§ **Excerpt**:
A pressure sensor 37 detects hydraulic pressure between the control
valve 24 and the lift cylinder 17 on the hydraulic pressure supply
line 31, i.e., hydraulic pressure applied to the head-side chamber
R1 in the lift cylinder 17, and outputs the detected pressure to
the control device 26. The control device 26 switches the
changeover valve 35 based upon the hydraulic pressure applied to
the chamber R1 and detected by the pressure sensor 37.
Specifically, the control device 26 functions as an operation
restricting device according to the present invention. When a
weight of a load on the fork 15 exceeds a limit load weight
(predetermined threshold value), the control device 26 changes the
pressure balance between the hydraulic pressure in the head-side
chamber R1 and the hydraulic pressure in the rod-side chamber R2 in
the lift cylinder 17 by the changeover valve 35 to restrict the
operation of the lift cylinder 17.
As described above, the position of the changeover valve 35 can be
switched between an exhaust position for connecting the rod-side
chamber R2 in the lift cylinder 17 and the tank 23a by the
hydraulic pressure exhaust line 34 and a communication position for
connecting the rod-side chamber R2 and the head-side chamber R1 in
the lift cylinder 17 by the hydraulic pressure exhaust line 34 and
the hydraulic pressure communication line 36. The control device 26
energizes the changeover valve 35 to change its position to the
communication position in order to allow the rod-side chamber R2
and the head-side chamber R1 in the lift cylinder 17 to communicate
with each other, when the weight of the load on the fork 15 exceeds
the limit load weight, i.e., when the hydraulic pressure applied to
the chamber R1 and detected by the pressure sensor 37 exceeds a
limit hydraulic pressure corresponding to the limit load
weight.
It is desirable that the limit hydraulic pressure is obtained in
advance by experiments as hydraulic pressure corresponding to the
limit load weight. It is also desirable that the limit hydraulic
pressure is set lower than relief pressure of the relief valve
33.
According to this configuration, when the operator operates the
operation device 25 to output an operation signal for lifting the
fork 15, the control device 26 drives the pump 22 and drives the
control valve 24 based upon the operation signal from the operation
device 25. Specifically, the control device 26 supplies
predetermined hydraulic pressure to the head-side chamber R1 in the
lift cylinder 17 via the hydraulic pressure supply line 31 by the
control valve 24. With this operation, the rod 17a of the lift
cylinder 17 moves up to move the wire 19 via the guide roller 18,
whereby the fork 15 is pulled and lifted up. Therefore, the load
can be lifted.
In this case, the pressure sensor 37 detects the hydraulic pressure
supplied to the head-side chamber R1 in the lift cylinder 17, and
outputs the detected pressure to the control device 26. The control
device 26 compares the hydraulic pressure applied to the chamber R1
and the limit hydraulic pressure set in advance. When determining
that the hydraulic pressure applied to the chamber R1 is not more
than the limit hydraulic pressure, the control device 26 keeps the
changeover valve 35 in the non-energized state, whereby the
rod-side chamber R2 in the lift cylinder 17 and the tank 23a
communicate with each other by the hydraulic pressure exhaust line
34. Therefore, when the rod 17a of the lift cylinder 17 moves up by
the supply of the hydraulic pressure to the head-side chamber R1,
the hydraulic pressure in the rod-side chamber R2 is exhausted to
the tank 23a from the hydraulic pressure exhaust line 34, with the
result that the lift cylinder 17 appropriately operates to lift the
load by the fork 15.

(Stored records)
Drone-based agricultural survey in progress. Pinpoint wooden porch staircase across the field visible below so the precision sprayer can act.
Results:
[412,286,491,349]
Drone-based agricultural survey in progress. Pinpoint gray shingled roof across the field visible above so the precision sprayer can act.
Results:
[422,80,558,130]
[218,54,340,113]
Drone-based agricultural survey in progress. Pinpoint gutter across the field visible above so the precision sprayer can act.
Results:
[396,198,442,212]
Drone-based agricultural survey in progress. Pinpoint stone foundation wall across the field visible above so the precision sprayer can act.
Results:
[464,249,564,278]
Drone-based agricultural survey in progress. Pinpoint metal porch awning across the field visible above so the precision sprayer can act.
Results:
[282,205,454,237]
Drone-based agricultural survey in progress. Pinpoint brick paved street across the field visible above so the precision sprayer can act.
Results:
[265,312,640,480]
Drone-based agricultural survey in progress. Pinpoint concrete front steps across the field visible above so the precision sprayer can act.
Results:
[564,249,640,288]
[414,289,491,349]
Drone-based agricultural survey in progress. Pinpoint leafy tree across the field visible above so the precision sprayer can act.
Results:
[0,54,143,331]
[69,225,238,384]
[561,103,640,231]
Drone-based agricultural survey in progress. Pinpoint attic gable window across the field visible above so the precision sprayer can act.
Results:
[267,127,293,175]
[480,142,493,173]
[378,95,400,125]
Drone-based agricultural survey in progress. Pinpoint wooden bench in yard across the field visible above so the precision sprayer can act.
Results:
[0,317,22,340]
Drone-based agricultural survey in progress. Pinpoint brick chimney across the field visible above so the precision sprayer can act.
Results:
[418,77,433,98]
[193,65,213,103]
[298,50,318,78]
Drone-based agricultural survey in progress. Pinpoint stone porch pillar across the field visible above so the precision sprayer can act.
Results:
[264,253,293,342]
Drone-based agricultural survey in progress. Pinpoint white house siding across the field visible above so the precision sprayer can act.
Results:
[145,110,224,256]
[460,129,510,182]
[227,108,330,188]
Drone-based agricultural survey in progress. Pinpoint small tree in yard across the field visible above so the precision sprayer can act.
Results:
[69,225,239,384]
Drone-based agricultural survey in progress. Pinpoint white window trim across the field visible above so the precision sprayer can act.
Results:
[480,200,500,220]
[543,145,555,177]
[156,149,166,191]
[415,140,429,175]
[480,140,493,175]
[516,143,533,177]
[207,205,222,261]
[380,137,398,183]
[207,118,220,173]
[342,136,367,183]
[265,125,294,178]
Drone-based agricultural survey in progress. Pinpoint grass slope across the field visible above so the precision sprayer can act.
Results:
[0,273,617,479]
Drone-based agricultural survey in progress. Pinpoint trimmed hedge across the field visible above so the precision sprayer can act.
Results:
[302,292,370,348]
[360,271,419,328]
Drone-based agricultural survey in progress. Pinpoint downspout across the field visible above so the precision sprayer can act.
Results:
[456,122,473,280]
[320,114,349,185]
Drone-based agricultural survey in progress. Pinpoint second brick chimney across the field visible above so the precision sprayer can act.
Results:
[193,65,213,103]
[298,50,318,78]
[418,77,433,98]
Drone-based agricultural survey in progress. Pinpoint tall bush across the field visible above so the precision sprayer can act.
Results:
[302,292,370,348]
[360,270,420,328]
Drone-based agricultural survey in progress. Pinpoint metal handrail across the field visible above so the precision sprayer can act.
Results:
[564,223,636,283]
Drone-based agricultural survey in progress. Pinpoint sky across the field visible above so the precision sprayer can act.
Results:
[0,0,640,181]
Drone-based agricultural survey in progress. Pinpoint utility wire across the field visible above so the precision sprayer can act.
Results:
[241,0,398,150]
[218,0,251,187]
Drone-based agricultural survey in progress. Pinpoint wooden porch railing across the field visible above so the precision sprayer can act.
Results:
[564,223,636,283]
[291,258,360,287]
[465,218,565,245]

§ **Written request**:
According to the excerpt on the lift cylinder's hydraulic control, what should the limit hydraulic pressure be set lower than? The entries have no connection to the excerpt.

§ **Final result**:
The relief pressure of the relief valve 33.